» **DOCUMENT EXTRACT**:
◆ ◆ ◆ ◆ ◆

EGU23-9217, updated on 26 Feb 2023
https://doi.org/10.5194/egusphere-egu23-9217
EGU General Assembly 2023
© Author(s) 2023. This work is distributed under
the Creative Commons Attribution 4.0 License.

Burial and structural evolution of a deformed foreland basin: the south-western Pyrenees

Esther Izquierdo Llavall1, Pablo Calvín1, Rosibeth Toro2, Emilio Pueyo1, Antonio Casas2, Juan Cruz Larrasoaña1, Isabel Muñoz Ochando3, Pablo Sierra1, and Alodia Orera4
Esther Izquierdo Llavall et al.
  • 1IGME-CSIC, Zaragoza, Spain (e.izquierdo@igme.es)
  • 2Departamento de Ciencias de la Tierra, Universidad de Zaragoza, Zaragoza, Spain
  • 3Instituto de Ciencia y Tecnología de Polímeros, CSIC, Madrid, Spain
  • 4Instituto de Nanociencia y Materiales de Aragón, Universidad de Zaragoza, Zaragoza, Spain

Deciphering the tectono-thermal evolution of deformed foreland basins is fundamental for understanding the kinematics of mountain building processes. In orogenic systems, tectonic loading during early compressional stages produces the formation of foreland basins that, as compression progresses, are folded, exhumed and incorporated into the forming fold-and-thrust belts. These exhumed foreland basins represent excellent candidates for studying the early-orogenic burial conditions and geometries. The Jaca Basin, in the south-western Pyrenees, represents the primary south Pyrenean foreland basin that was latter deformed, piggy-back thrusted and embedded into the south Pyrenean fold-and-thrust belt. The basin displays a non-cylindrical geometry and it is filled by exceptionally preserved syn-orogenic sequences: early-middle Eocene turbidites that grade upwards to late Eocene marls and late Eocene-Oligocene and Miocene continental units. Debate exists on the timing of thrusting exhuming the basin, the geometry of basement thrusts and their link to syn-orogenic sedimentation and emerging cover structures. This debate sums up to the uncertainties on the basin thermal history, with previous paleo-thermal data being heterogeneously distributed and mostly concentrated in the eastern part of the basin.

◆ ◆ ◆ ◆ ◆

» **ENTRIES SHOWN**:
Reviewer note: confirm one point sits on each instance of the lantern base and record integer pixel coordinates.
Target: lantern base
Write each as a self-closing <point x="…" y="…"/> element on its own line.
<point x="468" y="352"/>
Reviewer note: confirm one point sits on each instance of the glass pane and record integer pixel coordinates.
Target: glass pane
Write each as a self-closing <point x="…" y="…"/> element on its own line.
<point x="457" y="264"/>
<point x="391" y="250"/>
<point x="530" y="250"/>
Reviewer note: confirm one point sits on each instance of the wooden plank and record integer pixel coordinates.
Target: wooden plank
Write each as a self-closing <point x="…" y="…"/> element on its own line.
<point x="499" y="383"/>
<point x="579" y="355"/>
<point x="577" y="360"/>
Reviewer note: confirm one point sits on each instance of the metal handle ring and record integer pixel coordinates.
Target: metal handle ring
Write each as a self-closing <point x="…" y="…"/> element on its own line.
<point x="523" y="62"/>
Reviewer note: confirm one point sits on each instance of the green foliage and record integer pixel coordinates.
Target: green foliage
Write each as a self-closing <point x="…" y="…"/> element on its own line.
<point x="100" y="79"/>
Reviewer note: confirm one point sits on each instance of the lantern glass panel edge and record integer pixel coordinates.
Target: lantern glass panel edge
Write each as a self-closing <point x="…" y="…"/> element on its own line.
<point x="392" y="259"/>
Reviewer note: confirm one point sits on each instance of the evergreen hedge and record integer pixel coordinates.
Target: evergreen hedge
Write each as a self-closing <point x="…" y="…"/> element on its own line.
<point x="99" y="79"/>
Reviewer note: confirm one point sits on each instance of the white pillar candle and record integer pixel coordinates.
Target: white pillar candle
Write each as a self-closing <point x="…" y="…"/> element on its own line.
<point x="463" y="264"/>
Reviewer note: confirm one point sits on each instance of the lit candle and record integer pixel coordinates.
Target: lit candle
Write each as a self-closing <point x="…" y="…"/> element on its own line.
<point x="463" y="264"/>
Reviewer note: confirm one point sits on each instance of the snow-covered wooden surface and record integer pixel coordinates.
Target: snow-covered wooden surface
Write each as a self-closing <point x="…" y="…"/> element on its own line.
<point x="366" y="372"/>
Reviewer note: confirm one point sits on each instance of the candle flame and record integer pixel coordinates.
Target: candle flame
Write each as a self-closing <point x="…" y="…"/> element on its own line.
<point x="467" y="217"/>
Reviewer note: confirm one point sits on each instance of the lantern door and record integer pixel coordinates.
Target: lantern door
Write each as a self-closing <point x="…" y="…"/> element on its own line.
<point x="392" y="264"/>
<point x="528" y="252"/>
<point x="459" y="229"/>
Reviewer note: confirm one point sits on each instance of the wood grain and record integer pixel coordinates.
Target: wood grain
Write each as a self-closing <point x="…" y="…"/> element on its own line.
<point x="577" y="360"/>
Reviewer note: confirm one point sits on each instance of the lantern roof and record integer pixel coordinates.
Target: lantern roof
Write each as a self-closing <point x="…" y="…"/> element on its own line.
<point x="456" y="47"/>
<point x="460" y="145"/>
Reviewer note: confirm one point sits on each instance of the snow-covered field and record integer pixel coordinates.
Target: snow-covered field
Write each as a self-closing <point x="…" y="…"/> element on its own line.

◆ ◆ ◆ ◆ ◆

» **REQUIRED ACTIONS**:
• A. According to the abstract on the south-western Pyrenees foreland basin, why is the thermal history of the Jaca Basin uncertain? Answer in one to three sentences.
• B. Write out the passage of the Pyrenees basin abstract from "EGU23-9217, updated on" up to and including "Attribution 4.0 License.".
• C. Continue the abstract on the burial and structural evolution of the south-western Pyrenees from where it stops.

» **EXPECTED RESULTS**:
• A. Its thermal history is uncertain because earlier paleo-thermal data are heterogeneously distributed. Most of them come from the eastern part of the basin.

• B.
EGU23-9217, updated on 26 Feb 2023
https://doi.org/10.5194/egusphere-egu23-9217
EGU General Assembly 2023
© Author(s) 2023. This work is distributed under
the Creative Commons Attribution 4.0 License.

• C.
To reduce these uncertainties and contribute into the understanding of debated kinematic aspects, we carried out a combined structural and paleo-thermal study covering the eastern and central part of the deformed Jaca basin. Four sequential, seismic-based cross sections have been constructed whereas thermal and burial conditions along section traces have been constrained through Raman Spectroscopy on Carbonaceous Material (RSCM). Samples for RSCM have been collected from the Eocene turbidites and indicate maximum burial temperatures of ~200ºC at the base of the sedimentary sequence (northern part of the cross-sections) that decrease progressively to the south where younger turbidites crop-out. In the considered area, RSCM temperature estimates along specific cover thrusts indicate a westward increase of peak temperatures. Along-strike thermal variations are in line with seismic-based cross-sections that depict strong lateral changes in the geometry of the basement soling the Jaca basin. The top of the basement is at shallower positions in the central Jaca basin where the number of basement thrusts increases. Basement thrusts partly derive from the reactivation of inherited Permian-Triassic extensional faults and partition the eastern-central Jaca basin into two structural domains separated by a main, oblique basement ramp. From cross-sections and thermal estimates, this contribution allows reconstructing the tectono-thermal history of the Jaca basin from the early foreland basin stages to the advanced shortening stages both along its central and eastern segments.

How to cite: Izquierdo Llavall, E., Calvín, P., Toro, R., Pueyo, E., Casas, A., Larrasoaña, J. C., Muñoz Ochando, I., Sierra, P., and Orera, A.: Burial and structural evolution of a deformed foreland basin: the south-western Pyrenees, EGU General Assembly 2023, Vienna, Austria, 24–28 Apr 2023, EGU23-9217, https://doi.org/10.5194/egusphere-egu23-9217, 2023.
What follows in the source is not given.